TASK OBJECTIVE: Rewrite the items below, replacing "dirt streak" with "mud streak" wherever it occurs and keeping everything else the same. Leave the pictures out of your version.

========================

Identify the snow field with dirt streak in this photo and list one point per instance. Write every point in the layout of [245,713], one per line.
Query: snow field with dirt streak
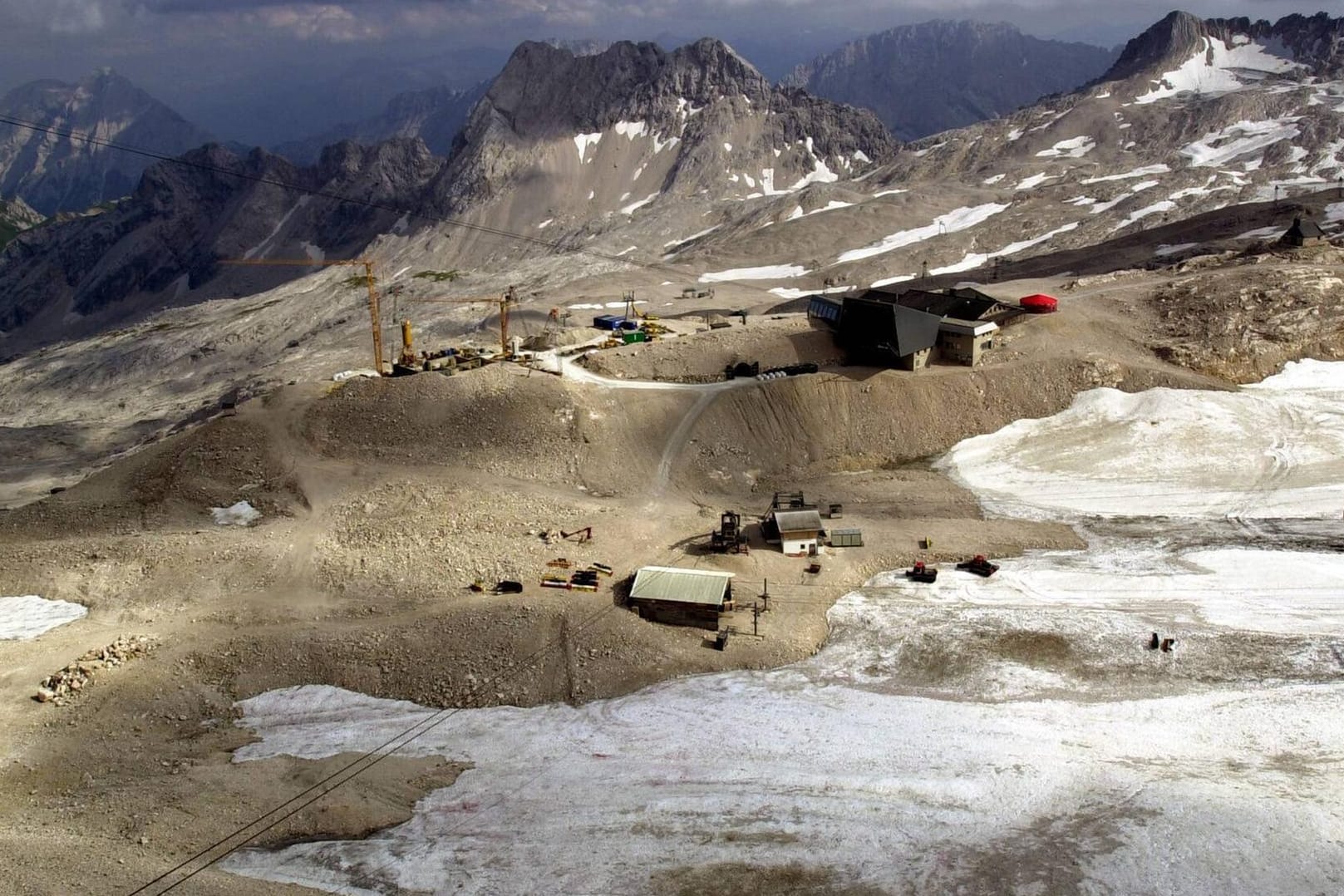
[1032,778]
[1274,449]
[28,616]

========================

REPLY:
Identify the snow field with mud streak in this photo and list one point per instance. Write every point in the layout of [245,713], one per line.
Query: snow field with mud streak
[1032,778]
[1274,449]
[28,616]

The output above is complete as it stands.